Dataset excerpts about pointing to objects
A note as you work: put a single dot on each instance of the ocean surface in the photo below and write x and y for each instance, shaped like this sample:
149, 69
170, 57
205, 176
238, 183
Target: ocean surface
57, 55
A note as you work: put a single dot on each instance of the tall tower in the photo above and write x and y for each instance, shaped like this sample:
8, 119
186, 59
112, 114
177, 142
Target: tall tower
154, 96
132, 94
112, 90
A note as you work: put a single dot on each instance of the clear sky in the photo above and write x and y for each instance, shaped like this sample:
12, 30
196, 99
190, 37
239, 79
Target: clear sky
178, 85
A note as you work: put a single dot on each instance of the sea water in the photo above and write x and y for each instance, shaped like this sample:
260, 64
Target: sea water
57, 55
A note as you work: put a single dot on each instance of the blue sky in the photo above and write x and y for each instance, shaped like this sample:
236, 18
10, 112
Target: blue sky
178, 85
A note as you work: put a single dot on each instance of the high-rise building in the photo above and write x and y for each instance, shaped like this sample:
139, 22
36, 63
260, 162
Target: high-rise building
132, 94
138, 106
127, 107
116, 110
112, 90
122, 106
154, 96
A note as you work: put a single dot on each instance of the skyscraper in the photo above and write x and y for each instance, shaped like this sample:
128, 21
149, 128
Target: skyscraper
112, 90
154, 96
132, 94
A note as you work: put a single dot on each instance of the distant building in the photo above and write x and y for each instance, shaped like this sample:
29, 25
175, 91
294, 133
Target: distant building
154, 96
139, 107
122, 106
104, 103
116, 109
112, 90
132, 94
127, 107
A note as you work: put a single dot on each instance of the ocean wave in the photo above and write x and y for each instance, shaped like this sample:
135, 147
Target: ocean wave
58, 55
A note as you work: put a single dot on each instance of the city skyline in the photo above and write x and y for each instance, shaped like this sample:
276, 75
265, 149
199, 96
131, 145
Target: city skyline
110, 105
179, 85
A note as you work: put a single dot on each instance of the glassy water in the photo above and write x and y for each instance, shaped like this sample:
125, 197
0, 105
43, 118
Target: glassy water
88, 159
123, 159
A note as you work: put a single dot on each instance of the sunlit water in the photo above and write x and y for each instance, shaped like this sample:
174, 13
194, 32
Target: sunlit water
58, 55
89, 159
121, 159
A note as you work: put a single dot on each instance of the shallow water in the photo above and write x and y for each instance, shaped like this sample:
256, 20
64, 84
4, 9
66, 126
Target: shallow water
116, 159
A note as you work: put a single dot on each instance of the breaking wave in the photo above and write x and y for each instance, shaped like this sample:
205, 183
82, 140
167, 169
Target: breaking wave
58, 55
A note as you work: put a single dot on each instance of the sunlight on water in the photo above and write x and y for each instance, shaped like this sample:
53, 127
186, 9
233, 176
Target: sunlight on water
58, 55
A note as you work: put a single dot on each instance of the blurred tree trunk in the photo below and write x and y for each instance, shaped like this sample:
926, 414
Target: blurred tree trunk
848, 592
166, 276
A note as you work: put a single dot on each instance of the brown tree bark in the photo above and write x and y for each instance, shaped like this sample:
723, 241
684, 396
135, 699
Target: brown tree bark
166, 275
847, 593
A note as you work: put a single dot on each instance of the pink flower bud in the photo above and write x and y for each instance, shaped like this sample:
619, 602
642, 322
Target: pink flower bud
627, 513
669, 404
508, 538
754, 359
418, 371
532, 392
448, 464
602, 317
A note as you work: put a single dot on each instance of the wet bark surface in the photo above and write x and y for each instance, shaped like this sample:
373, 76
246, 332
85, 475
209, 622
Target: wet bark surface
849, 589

_WRITTEN REQUEST:_ Reproduce every entry above verbatim, keeping each line unchanged and in its original order.

_RESULT OF THE EXERCISE:_
A note as you work: put a single dot on each instance of the ocean surface in the photo below and write x and y for each instance, shaped like this sample:
149, 69
170, 57
205, 176
238, 183
Target: ocean surface
57, 55
A note as you work: put a single dot on each instance of the tall tower in the photo above and write x and y for each instance, shaped like this sample:
8, 119
186, 59
112, 114
177, 142
Target: tall tower
154, 96
132, 94
112, 90
A note as you work: put a single dot on each instance of the clear sky in the photo above and write x and y for each instance, shaped like this sample:
12, 30
196, 99
190, 37
239, 79
Target: clear sky
178, 85
A note as you work: put a single dot on each instance of the sea water in the photo above and write x and y for each instance, shaped like this sample:
260, 64
Target: sea water
57, 55
A note as you work: put a single dot on each instance of the blue sky in the photo above and write x and y for each instance, shaped like this sample:
236, 18
10, 112
Target: blue sky
178, 85
A note as you work: put a single dot on each instance of the high-rise building in the photo above and write x and y for each instance, shaped like this sample:
139, 22
36, 63
260, 162
Target: high-rise building
132, 94
138, 106
127, 107
116, 110
112, 90
122, 106
154, 96
A note as you work: put a single dot on each instance of the skyscraper in the photo above and write x and y for each instance, shaped like this sample:
128, 21
149, 128
Target: skyscraper
112, 90
154, 96
132, 94
A note as you work: put a single dot on each instance of the distant building in the photo above and write x and y for each instance, shaped like this sample:
29, 25
175, 91
294, 133
Target: distant building
154, 96
139, 107
122, 106
104, 103
116, 109
112, 90
132, 94
127, 107
A note as you work: put a single dot on each instance of the ocean wave in the photo above and write x and y for each instance, shaped like this sample:
135, 147
Target: ocean wave
58, 55
A note as you work: put a single dot on each instance of the city skyline in the photo above and write x and y for each instance, shaped like this sample:
276, 75
265, 149
199, 96
131, 145
Target: city skyline
110, 105
179, 85
A note as you work: put a single dot on each instance of the glassy water in the photo above and write x and y for each instance, shaped like this sample:
125, 197
0, 105
43, 118
Target: glassy water
88, 159
123, 159
A note as you work: put a single dot on each instance of the sunlit water in the photo above and write x and y for each instance, shaped like this sample:
174, 13
194, 32
Target: sunlit water
58, 55
89, 159
121, 159
A note as you work: put a single dot on each instance of the shallow water in the photo above and write x and y for each instance, shaped like this sample:
256, 20
64, 84
4, 9
66, 126
Target: shallow water
116, 159
A note as you work: put a single dot on each instance of the breaking wave in the photo above and write x and y for each instance, shaped like this sample:
205, 183
82, 140
167, 169
Target: breaking wave
58, 55
A note as you work: put a single dot on each instance of the sunlight on water in the photo above and write x and y for each instance, shaped like this sample:
53, 127
186, 9
233, 176
Target: sunlight on water
58, 55
A note as you work: put a single dot on each instance of the blurred tree trunk in the photo below and write x and y for each instance, shaped like this sample:
926, 414
Target: blurred tree trunk
848, 592
166, 276
A note as you work: put a single dot on each instance of the brown tree bark in the photo above and write x and y for each instance, shaped like this sample:
723, 241
684, 396
135, 699
Target: brown tree bark
166, 275
847, 593
A note as you work: put a single dot on each instance of the pink flower bud in the photo above and write x and y for each instance, shaped like this sample:
619, 602
642, 322
Target: pink flower bud
627, 513
669, 404
508, 538
754, 359
418, 371
532, 392
448, 464
602, 317
A note as you work: put a single dot on each instance of the wet bark surface in the photo above and write x and y for each instance, shaped like this sample:
373, 76
246, 332
85, 475
209, 622
Target: wet bark surface
849, 589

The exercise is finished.